◆ TASK INSTRUCTIONS: Repeat every record below exactly as it appears.

----- GIVEN RECORDS

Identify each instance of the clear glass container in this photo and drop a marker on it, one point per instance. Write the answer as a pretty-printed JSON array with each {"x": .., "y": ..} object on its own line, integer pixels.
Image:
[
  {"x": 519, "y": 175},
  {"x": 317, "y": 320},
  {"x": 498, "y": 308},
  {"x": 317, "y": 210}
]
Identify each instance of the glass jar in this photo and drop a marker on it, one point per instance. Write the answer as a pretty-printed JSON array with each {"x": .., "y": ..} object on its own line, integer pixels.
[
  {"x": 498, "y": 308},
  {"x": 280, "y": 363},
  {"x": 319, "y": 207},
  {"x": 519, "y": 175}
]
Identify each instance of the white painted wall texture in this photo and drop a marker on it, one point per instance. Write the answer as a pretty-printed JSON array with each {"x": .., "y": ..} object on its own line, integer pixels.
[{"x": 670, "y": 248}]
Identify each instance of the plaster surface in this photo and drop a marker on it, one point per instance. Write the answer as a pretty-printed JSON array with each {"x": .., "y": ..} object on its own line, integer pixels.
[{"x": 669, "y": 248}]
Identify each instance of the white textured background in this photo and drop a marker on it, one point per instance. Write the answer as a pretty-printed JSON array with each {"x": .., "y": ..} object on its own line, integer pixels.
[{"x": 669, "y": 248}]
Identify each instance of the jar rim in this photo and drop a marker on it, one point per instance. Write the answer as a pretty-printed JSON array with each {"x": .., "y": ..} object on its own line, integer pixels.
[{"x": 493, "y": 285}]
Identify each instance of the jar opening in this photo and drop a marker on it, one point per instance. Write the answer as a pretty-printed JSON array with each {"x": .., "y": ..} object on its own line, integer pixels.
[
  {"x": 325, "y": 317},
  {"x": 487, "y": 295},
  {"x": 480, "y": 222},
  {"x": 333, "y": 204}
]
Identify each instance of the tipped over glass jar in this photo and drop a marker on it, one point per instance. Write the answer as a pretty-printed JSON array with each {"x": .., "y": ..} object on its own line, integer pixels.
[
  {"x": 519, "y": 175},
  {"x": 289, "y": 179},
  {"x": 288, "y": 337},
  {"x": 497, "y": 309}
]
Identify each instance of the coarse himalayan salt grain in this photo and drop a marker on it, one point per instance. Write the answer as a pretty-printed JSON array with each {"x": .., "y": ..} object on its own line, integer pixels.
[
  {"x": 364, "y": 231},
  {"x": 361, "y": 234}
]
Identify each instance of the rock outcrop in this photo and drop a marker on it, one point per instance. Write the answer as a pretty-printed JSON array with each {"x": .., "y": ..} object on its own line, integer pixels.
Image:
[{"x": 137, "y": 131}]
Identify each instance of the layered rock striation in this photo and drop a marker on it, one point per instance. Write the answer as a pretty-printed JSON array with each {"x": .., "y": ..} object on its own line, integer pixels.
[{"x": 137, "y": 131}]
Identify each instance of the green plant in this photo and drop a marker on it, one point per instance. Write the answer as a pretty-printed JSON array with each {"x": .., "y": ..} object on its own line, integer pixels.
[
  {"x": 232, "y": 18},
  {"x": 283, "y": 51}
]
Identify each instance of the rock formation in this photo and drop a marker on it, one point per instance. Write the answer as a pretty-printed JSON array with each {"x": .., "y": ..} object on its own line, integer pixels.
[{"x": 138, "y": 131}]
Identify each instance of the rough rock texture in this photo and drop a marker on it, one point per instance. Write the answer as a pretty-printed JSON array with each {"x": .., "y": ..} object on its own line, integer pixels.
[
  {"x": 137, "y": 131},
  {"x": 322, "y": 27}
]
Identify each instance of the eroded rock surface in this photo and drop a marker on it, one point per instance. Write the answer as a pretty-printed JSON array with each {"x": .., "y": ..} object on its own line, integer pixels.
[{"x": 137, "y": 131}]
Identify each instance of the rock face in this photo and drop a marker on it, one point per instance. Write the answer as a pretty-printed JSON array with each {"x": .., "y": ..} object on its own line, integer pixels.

----------

◆ SOLUTION TO THIS EXERCISE:
Identify each instance of the clear glass container in this photo and drop a marker on it, one point per instance. Write the answer as a pretty-printed JSON array with each {"x": .., "y": ..} object on its own line, integer pixels.
Image:
[
  {"x": 519, "y": 175},
  {"x": 317, "y": 320},
  {"x": 498, "y": 308},
  {"x": 317, "y": 210}
]
Identify each instance of the glass jar in this photo and drop a marker on it, one point per instance. Write the answer as a pretty-printed JSON array with each {"x": .., "y": ..} object on its own line, integer pixels.
[
  {"x": 498, "y": 308},
  {"x": 280, "y": 363},
  {"x": 319, "y": 207},
  {"x": 519, "y": 175}
]
Identify each instance of the white painted wall texture in this photo and drop a marker on it, one point per instance. Write the answer as a pretty-printed JSON array with each {"x": .., "y": ..} object on its own line, integer pixels.
[{"x": 670, "y": 248}]
Identify each instance of the plaster surface in this photo and drop a marker on it, one point per instance. Write the answer as a pretty-printed JSON array with each {"x": .., "y": ..} object on its own line, integer pixels.
[{"x": 669, "y": 248}]
Identify each instance of the white textured background in this photo and drop a marker on it, one point per instance. Write the answer as a pretty-printed JSON array with each {"x": .., "y": ..} object on its own line, integer pixels.
[{"x": 669, "y": 248}]
Identify each instance of the jar rim in this photo and drop a marker on it, one point per instance. Write the answer as a pretty-printed JSON array with each {"x": .., "y": ..} object on its own line, integer pixels.
[{"x": 493, "y": 285}]
Identify each instance of the jar opening in this photo and drop a marker on it, one point per instance. Write the answer as a pretty-printed JSON array with each {"x": .., "y": ..} object on its own line, integer pixels.
[
  {"x": 325, "y": 317},
  {"x": 487, "y": 295},
  {"x": 480, "y": 222},
  {"x": 333, "y": 204}
]
Identify each instance of the tipped over glass jar in this photo and drop a marker on it, one point per instance. Write the answer as a pretty-printed JSON array with each {"x": .., "y": ..} object on its own line, integer pixels.
[
  {"x": 519, "y": 175},
  {"x": 289, "y": 179},
  {"x": 288, "y": 337},
  {"x": 497, "y": 309}
]
Identify each instance of the coarse himalayan salt grain in this photo and drop a marker on it, one point per instance. Write the answer as a pretty-printed JSON array with each {"x": .., "y": ..} object on its own line, integer pixels.
[
  {"x": 364, "y": 231},
  {"x": 361, "y": 234}
]
Identify each instance of the rock outcrop in this photo and drop a marker on it, one point per instance. Write the answer as a pretty-printed JSON array with each {"x": .., "y": ..} object on its own line, integer pixels.
Image:
[{"x": 137, "y": 131}]
Identify each instance of the layered rock striation in this photo and drop a marker on it, one point per instance. Write the answer as a pretty-printed JSON array with each {"x": .., "y": ..} object on its own line, integer pixels.
[{"x": 137, "y": 131}]
Identify each instance of the green plant in this photo and drop a marker on it, one point per instance. Write the answer as a pretty-printed JSON array with each {"x": .., "y": ..} object on its own line, integer pixels.
[
  {"x": 232, "y": 18},
  {"x": 283, "y": 51}
]
Identify each instance of the rock formation in this photo and drop a marker on it, one point per instance. Write the answer as a pretty-printed JSON array with each {"x": .., "y": ..} object on its own line, integer pixels.
[{"x": 138, "y": 131}]
Identify each instance of the rough rock texture in this photo and drop a marker on it, one point per instance. Write the answer as a pretty-printed JSON array with each {"x": .., "y": ..} object on its own line, integer pixels.
[
  {"x": 137, "y": 131},
  {"x": 322, "y": 27}
]
Identify each instance of the eroded rock surface in this photo and drop a marker on it, one point per instance. Write the answer as a pretty-printed JSON array with each {"x": .., "y": ..} object on its own line, integer pixels.
[{"x": 137, "y": 131}]
Identify each instance of the rock face in this photo and drop a marker on it, one point per instance. Write the answer as a pretty-printed JSON array with each {"x": .., "y": ..} object on its own line, integer pixels.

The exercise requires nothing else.